##### Page extract #####

Grantee: University of Toronto, Toronto, Ontario, Canada
Researcher: Morgan D. Barense, Ph.D.
Grant Title: Seeing is remembering: Probing the common representations underlying memory and perception
Program Area: Understanding Human Cognition
Grant Type: Scholar Award
Year Awarded: 2013
Duration: 6 years
Memory provides an anchor to the past that enables one to make sense of the present and project oneself into the future. When the ability to form new memories is lost, as occurs in Alzheimer’s disease or following brain damage, the consequences are devastating. For more than fifty years, scientists have known that damage to the medial temporal lobes (MTL) – a set of heavily interconnected structures deep inside the brain – causes amnesia. However, despite decades of intense research, the means by which different structures in the MTL contribute to memory acquisition and loss remain the subject of intense debate.
The most influential view of memory organization holds that structures in the MTL form a dedicated long-term memory system, with no role in other cognitive processes such as perception, attention, or working memory. This view is consistent with a popular paradigm in cognitive neuroscience, in which the brain is understood in terms of neatly segregated modules that map onto broad psychological constructs. Within this framework, it is argued that separate brain systems account for distinct cognitive processes, like “declarative memory,” “priming,” or “recollection.” Here, I suggest that this view is neither the most parsimonious nor the most compelling account of the data. Though MTL structures are essential for memory, findings from my laboratory indicate that these MTL structures do, in addition, play a critical role in perception – a finding that is fundamentally incompatible with the notion of a dedicated MTL memory system specifically, or cognitive modules more generally.

#####

Please translate this sentence from the grant summary into Spanish: "When the ability to form new memories is lost, as occurs in Alzheimer’s disease or following brain damage, the consequences are devastating."

##### Records supplied #####

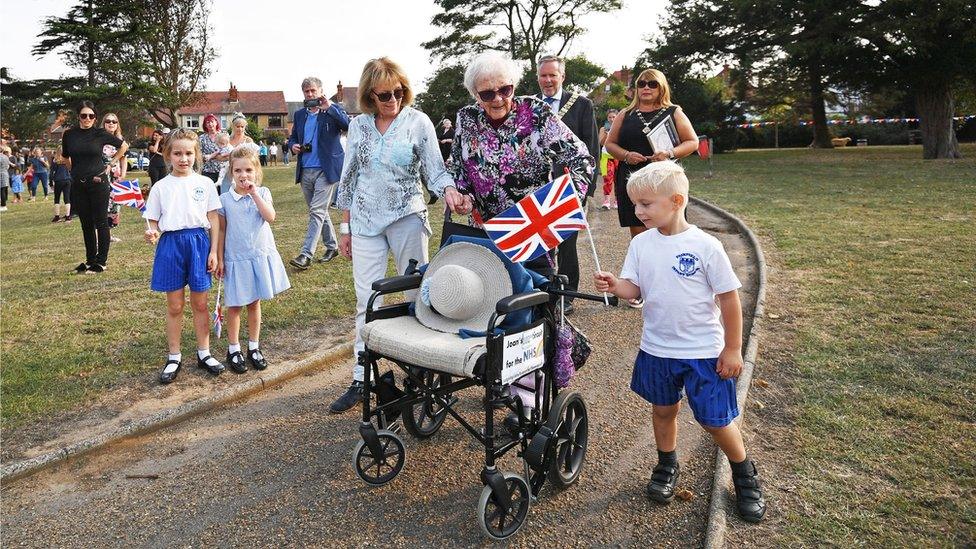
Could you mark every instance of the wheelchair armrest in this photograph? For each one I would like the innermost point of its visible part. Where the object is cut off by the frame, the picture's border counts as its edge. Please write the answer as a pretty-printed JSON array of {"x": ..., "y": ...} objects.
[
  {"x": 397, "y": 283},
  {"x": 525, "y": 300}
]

#####

• **Written response**
Cuando se pierde la capacidad de formar nuevos recuerdos, como ocurre en la enfermedad de Alzheimer o tras un daño cerebral, las consecuencias son devastadoras.